### EXERCISE
Wherever "below" appears in a line of the listing, that line should be returned.
________
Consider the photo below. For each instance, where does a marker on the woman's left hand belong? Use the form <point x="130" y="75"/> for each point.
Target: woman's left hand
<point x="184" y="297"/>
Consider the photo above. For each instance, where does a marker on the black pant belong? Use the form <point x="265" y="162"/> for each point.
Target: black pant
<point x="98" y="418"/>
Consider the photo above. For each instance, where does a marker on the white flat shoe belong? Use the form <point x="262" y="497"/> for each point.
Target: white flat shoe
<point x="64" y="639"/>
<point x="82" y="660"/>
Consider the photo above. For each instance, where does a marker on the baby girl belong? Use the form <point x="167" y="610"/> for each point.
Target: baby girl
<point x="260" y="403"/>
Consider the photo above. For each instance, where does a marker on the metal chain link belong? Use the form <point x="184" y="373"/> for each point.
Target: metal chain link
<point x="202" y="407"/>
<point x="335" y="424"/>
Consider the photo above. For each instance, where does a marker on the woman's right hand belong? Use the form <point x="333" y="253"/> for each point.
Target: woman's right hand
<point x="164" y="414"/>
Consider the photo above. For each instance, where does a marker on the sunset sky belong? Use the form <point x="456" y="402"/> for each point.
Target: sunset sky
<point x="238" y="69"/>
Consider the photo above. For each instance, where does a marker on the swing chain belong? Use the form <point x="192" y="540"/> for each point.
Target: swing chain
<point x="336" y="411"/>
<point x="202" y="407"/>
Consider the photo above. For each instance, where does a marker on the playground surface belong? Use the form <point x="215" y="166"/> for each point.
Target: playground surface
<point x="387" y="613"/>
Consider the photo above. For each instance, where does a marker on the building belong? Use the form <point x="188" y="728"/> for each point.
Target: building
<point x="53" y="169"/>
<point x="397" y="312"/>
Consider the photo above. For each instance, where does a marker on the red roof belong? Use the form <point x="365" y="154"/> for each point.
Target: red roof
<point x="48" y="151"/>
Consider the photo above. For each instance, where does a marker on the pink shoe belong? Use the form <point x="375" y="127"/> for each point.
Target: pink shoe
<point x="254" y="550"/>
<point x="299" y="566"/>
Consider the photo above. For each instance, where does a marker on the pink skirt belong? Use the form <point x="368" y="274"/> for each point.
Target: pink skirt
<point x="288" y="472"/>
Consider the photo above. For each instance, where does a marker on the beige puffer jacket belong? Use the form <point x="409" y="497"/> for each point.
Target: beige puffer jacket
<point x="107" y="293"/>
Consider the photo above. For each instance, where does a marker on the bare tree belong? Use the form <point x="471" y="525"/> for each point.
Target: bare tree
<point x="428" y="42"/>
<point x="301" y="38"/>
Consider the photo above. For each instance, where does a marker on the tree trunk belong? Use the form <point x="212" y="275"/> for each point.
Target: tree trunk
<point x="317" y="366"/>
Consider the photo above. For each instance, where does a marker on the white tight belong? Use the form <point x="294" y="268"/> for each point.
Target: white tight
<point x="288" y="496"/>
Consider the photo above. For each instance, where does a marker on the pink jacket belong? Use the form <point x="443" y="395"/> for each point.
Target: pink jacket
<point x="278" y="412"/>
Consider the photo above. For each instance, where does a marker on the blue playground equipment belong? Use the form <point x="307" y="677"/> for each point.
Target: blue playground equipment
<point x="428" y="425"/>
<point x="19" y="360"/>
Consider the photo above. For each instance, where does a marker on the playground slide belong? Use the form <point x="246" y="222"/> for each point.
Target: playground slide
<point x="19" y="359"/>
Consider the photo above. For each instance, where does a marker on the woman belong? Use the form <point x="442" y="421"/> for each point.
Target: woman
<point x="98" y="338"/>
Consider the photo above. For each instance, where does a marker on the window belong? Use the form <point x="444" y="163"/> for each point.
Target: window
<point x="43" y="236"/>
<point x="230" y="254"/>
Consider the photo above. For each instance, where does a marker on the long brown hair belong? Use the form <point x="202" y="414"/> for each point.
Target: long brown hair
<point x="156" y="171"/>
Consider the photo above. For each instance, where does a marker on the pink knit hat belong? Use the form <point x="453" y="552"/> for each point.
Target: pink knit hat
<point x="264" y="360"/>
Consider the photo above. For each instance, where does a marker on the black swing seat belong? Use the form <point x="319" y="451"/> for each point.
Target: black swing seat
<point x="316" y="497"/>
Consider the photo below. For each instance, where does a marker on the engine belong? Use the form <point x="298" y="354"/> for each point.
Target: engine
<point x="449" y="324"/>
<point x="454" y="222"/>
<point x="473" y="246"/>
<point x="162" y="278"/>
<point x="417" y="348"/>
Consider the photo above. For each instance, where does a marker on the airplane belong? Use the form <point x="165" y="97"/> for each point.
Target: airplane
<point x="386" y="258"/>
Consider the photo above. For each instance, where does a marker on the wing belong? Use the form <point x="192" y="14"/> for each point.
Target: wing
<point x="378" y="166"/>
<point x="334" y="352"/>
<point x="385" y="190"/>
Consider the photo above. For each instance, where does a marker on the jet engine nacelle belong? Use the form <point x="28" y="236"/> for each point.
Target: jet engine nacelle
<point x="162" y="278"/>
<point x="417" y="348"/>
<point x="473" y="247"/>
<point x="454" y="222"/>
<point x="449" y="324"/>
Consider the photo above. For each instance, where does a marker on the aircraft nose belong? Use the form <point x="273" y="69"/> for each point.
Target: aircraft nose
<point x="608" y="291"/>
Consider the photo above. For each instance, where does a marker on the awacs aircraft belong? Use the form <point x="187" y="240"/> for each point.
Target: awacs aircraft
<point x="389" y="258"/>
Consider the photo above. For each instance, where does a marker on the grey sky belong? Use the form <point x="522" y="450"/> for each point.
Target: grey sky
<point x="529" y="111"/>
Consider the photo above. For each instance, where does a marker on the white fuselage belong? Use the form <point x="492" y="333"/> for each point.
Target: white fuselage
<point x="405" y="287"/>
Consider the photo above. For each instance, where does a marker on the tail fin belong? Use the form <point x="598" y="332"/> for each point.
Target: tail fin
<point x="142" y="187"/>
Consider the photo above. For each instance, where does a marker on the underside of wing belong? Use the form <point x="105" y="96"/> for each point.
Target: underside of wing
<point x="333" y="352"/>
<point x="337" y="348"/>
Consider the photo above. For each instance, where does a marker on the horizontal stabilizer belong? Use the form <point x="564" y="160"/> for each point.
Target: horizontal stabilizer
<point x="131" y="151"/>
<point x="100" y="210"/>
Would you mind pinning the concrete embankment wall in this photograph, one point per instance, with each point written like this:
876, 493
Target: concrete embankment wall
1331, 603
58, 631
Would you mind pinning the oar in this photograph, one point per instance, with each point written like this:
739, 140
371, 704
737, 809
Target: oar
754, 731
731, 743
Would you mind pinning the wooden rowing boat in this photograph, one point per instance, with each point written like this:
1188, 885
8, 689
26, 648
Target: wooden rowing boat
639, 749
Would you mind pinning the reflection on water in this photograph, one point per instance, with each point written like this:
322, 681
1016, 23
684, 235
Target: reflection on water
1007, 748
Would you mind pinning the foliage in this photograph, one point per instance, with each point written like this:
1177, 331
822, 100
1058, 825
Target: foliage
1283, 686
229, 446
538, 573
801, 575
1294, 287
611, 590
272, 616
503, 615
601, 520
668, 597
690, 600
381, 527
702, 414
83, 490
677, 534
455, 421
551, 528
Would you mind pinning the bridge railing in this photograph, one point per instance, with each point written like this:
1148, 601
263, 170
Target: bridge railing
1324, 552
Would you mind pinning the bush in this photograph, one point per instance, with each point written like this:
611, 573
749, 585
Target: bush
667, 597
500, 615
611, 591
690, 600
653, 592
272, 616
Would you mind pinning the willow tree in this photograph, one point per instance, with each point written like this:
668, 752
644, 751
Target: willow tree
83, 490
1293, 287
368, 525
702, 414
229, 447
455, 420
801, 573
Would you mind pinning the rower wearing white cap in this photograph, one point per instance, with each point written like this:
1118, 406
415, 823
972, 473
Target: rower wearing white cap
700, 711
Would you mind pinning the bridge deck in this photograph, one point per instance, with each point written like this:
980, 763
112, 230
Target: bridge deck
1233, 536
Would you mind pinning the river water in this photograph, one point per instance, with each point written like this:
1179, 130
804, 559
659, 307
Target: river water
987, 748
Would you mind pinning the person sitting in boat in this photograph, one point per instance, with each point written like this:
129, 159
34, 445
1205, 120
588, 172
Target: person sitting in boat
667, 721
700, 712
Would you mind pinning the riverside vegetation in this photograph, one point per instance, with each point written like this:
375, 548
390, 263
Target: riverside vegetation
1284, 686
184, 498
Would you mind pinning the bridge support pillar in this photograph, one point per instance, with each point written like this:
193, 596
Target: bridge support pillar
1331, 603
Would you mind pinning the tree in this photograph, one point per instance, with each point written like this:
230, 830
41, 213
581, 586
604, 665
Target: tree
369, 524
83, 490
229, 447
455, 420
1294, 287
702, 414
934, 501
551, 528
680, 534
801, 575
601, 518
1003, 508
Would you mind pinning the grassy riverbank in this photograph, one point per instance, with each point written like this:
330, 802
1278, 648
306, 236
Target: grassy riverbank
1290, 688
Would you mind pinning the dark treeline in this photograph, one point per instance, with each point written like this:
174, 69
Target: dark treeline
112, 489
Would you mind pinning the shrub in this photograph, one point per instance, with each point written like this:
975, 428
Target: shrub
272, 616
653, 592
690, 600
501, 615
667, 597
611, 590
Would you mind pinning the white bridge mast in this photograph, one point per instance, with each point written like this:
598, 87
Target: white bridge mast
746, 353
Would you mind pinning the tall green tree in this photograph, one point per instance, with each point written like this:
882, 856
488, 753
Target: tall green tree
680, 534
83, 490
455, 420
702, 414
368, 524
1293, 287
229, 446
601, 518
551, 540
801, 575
________
### ANSWER FOR THIS EXERCISE
Consider the photo below. For each instance, where does a marker on the woman's left hand belong? Use the form <point x="130" y="75"/> for each point.
Consider the photo below. For each instance, where does a marker on the engine belong? Use the form <point x="298" y="354"/> for each point.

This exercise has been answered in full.